▸ Text shown
○ ○ ○ ○

Great cigar to start the slide down the slippery slope. Enjoy the ride...you are already picking up speed!


----------



## (909) (Jul 27, 2004)

I smoked a PSD4 that was gifted to me by a generous LLG (thanks again) and still have the band in my wallet. I put the band in the picture section and it ended up over my wifes picture. My wife goes into my wallet for cash and noticed it and said "There's a cigar band covering up my face in your wallet, was that cigar THAT good".

I just laughed and told her that I wish I had another.

p.s. The PSD4 was "THAT" good! I just wish they grew on trees.


----------



## IHT (Dec 27, 2003)

(909) said:


> I just laughed and told her that I wish I had another....


you forgot the rest of the sentence.

"wife that didn't complain about cigar bands in my wallet."


----------



## InfrnalSky (Apr 24, 2004)

always a great smoke.

Eddie


----------



## floydp (Jun 6, 2004)

Kewl pics P-town.I'm having one tomorrow right after lunch thanks to a great LLG here too. Should I go with a Amber Bock or some killer beans?


----------



## LasciviousXXX (Oct 12, 2004)

I'm in favor of the Amber but hey that's just me. 

Enjoy Frank!!


----------



## cwaddell_1 (Feb 27, 2004)

I just smoked my second one ever yesterday. Truly a great smoke.


----------



## P-Town Smokes (Jan 7, 2005)

Thats a tough one, I was driving so coffee was my choice. Now at home AMBER all the way.


floydp said:


> Kewl pics P-town.I'm having one tomorrow right after lunch thanks to a great LLG here too. Should I go with a Amber Bock or some killer beans?


----------



## floydp (Jun 6, 2004)

P-Town Smokes said:


> Thats a tough one, I was driving so coffee was my choice. Now at home AMBER all the way.


Then Amber it is, thanks P-town


----------



## hollywood (Feb 15, 2005)

just burned another PSD4 last night. i think thye were from '02. i've had them in my humi for about a year.

○ ○ ○ ○

▸ Set task 1
Answer these questions about the forum thread:
(a) In what part of the wallet did (909) put the PSD4 band?
(b) What did P-Town Smokes drink while driving?
(c) How long has hollywood had his PSD4s in the humidor?
▸ Set task 2
Retype the passage of the forum thread from "I smoked a PSD4" up to and including "(Dec 27, 2003)".
The records below come from a different source than the forum thread.

▸ Records shown

○ ○ ○ ○

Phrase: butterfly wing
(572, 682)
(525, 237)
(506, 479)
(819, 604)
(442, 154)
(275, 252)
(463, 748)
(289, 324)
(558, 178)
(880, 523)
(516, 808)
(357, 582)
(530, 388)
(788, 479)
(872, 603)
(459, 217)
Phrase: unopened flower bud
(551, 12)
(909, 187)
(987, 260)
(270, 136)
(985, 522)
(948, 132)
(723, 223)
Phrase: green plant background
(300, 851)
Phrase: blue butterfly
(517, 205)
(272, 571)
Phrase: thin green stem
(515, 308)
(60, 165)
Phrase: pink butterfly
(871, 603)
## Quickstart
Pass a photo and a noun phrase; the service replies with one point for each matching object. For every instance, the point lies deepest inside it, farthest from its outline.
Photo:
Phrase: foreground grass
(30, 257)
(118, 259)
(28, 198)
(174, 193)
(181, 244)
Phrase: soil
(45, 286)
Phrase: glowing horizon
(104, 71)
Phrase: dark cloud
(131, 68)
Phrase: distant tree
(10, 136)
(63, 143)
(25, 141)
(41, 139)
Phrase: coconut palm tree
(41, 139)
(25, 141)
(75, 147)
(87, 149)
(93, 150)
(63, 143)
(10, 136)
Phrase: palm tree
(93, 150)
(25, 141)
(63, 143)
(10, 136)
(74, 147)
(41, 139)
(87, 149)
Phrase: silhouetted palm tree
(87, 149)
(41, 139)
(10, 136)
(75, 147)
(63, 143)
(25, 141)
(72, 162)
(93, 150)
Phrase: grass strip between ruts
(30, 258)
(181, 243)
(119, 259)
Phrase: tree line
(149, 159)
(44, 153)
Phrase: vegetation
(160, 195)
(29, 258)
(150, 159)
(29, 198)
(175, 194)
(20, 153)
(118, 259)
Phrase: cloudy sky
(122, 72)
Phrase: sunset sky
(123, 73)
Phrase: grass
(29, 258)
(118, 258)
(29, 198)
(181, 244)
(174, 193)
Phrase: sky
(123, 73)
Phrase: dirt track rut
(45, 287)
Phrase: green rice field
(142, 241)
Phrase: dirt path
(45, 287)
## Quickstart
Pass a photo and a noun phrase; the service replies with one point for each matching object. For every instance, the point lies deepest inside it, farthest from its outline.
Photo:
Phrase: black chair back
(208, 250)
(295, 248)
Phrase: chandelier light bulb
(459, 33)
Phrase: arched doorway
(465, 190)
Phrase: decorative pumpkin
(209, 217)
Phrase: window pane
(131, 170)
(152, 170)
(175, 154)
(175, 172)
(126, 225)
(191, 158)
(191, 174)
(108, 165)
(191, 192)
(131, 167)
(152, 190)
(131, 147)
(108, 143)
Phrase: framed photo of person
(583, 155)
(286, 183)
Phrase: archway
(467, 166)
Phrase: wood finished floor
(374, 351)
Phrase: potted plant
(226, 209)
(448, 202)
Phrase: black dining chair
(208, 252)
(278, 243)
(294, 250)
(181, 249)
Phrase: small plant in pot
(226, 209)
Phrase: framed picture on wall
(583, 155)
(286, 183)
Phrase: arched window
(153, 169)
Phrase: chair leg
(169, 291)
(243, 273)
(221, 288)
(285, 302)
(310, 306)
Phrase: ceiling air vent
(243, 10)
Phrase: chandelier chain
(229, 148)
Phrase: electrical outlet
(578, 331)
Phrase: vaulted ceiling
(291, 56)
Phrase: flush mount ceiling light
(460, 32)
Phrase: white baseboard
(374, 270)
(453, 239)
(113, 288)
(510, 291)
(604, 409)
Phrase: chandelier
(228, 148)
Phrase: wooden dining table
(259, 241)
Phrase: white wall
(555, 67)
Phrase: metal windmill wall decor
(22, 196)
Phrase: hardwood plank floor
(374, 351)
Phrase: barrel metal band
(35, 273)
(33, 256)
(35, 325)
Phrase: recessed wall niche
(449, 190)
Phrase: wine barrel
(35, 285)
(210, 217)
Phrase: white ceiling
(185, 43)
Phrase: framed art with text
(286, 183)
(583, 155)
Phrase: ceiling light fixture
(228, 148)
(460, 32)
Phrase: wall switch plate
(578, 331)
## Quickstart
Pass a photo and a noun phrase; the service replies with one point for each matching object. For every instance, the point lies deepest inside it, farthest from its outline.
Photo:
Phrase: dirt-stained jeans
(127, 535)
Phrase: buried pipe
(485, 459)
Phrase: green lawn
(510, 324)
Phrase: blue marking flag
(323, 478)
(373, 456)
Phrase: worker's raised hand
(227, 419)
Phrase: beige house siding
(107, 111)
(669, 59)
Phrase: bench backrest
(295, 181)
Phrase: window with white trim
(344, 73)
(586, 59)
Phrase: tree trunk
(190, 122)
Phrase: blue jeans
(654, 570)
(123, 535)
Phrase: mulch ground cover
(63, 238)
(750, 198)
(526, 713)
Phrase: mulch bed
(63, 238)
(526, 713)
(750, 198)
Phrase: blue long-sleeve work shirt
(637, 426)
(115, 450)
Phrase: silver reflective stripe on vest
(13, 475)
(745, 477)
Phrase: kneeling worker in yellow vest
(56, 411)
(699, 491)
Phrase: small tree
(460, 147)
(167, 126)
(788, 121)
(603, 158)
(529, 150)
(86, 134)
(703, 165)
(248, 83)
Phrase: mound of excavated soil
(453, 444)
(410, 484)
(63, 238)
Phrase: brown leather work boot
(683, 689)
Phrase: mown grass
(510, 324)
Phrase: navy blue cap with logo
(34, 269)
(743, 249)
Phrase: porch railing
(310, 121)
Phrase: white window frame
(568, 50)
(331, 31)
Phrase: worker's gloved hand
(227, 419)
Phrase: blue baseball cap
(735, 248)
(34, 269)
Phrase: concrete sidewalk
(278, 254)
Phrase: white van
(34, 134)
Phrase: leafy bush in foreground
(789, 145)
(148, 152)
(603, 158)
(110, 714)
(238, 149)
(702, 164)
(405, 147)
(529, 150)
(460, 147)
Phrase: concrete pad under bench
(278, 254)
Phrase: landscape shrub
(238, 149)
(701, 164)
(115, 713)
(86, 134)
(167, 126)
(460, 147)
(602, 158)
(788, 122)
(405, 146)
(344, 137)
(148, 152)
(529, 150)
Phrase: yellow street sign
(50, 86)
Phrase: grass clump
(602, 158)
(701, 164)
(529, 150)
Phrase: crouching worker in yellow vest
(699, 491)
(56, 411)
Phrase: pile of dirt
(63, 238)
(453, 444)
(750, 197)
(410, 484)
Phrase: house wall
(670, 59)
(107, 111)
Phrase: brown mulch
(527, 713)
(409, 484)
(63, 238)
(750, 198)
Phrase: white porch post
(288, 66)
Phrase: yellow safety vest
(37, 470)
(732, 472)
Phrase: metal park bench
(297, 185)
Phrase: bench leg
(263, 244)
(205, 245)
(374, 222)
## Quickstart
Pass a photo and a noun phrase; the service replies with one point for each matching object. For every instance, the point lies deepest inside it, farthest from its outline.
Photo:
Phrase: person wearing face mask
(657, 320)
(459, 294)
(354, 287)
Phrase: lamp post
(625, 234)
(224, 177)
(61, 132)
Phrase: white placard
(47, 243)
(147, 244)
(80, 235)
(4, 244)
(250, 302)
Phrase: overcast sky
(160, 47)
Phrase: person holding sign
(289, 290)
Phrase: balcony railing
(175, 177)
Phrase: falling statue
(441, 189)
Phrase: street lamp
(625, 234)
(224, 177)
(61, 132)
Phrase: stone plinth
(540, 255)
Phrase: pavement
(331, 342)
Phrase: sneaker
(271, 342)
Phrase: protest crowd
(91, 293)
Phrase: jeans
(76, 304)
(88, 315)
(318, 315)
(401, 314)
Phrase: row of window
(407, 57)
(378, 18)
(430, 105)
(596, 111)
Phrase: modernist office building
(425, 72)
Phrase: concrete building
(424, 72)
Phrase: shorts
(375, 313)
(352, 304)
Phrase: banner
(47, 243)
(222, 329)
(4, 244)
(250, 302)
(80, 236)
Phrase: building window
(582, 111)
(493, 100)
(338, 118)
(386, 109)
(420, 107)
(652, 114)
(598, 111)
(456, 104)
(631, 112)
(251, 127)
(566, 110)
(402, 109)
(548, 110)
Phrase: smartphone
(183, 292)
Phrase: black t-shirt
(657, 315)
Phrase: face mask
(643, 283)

○ ○ ○ ○

▸ Complete answer 1
(a) In the picture section, where it ended up over his wife's picture.
(b) Coffee.
(c) About a year.

▸ Complete answer 2
I smoked a PSD4 that was gifted to me by a generous LLG (thanks again) and still have the band in my wallet. I put the band in the picture section and it ended up over my wifes picture. My wife goes into my wallet for cash and noticed it and said "There's a cigar band covering up my face in your wallet, was that cigar THAT good".

I just laughed and told her that I wish I had another.

p.s. The PSD4 was "THAT" good! I just wish they grew on trees.


----------



## IHT (Dec 27, 2003)